- [Written problem] Reproduce everything from the line containing "Draw the outline of every instance of the gray" down to the end of the rows, requests included, multiplying each polygon coordinate in the answers by 1.2 and rounding to whole numbers, with halves going up. Leave every number outside the answers unchanged, and output only these lines.

- [Dataset content]
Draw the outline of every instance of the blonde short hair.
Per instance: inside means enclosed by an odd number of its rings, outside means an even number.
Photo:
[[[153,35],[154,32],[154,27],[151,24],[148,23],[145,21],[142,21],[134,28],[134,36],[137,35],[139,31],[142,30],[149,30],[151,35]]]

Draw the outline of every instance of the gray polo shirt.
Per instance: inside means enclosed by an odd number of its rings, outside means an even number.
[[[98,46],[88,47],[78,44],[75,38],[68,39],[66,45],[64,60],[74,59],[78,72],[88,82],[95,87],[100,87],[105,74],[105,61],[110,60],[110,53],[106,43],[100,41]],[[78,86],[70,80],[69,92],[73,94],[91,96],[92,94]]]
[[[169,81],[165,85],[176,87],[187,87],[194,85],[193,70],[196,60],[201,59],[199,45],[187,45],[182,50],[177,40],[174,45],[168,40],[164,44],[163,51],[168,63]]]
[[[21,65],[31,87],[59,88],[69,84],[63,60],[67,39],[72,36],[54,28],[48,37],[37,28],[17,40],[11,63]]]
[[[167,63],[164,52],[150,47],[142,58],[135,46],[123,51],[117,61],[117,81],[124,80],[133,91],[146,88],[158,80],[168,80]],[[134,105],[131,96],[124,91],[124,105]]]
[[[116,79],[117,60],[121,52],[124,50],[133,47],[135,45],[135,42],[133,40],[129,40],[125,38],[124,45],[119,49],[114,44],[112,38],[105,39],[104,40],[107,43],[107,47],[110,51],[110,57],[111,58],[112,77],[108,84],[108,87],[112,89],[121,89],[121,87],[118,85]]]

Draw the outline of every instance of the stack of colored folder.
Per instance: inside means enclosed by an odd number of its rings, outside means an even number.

- [Answer below]
Draw the outline of every instance of the gray polo shirt.
Per instance: inside means enclosed by an odd number of its rings, outside means an even number.
[[[118,55],[106,56],[94,53],[90,46],[82,47],[79,54],[77,72],[89,71],[94,86],[106,98],[114,104],[120,104],[126,89],[126,73],[132,72],[132,64],[127,52],[120,49]],[[94,103],[84,96],[83,110],[88,113],[109,115],[110,113]]]
[[[203,97],[198,102],[211,104],[224,104],[233,102],[232,84],[235,72],[241,71],[239,54],[224,54],[218,60],[212,48],[209,54],[202,48],[197,53],[196,61],[202,76]]]
[[[25,78],[37,104],[71,106],[83,101],[76,72],[80,47],[86,43],[65,34],[58,44],[44,34],[20,48],[13,76]]]
[[[200,76],[197,62],[180,56],[170,70],[162,55],[148,61],[140,73],[140,97],[149,96],[160,109],[175,106],[190,96],[202,96]],[[161,126],[157,115],[149,109],[149,126]]]
[[[139,95],[140,72],[145,62],[149,60],[160,56],[162,54],[162,50],[160,48],[155,48],[150,46],[149,54],[143,59],[137,53],[134,46],[126,47],[125,48],[128,52],[128,56],[132,61],[132,68],[133,70],[134,92],[130,101],[130,104],[134,107],[145,107],[145,104],[142,102]]]

Draw the outline of every instance of the stack of colored folder.
Per instance: inside means enclosed by an odd number of its rings, outside means an even number.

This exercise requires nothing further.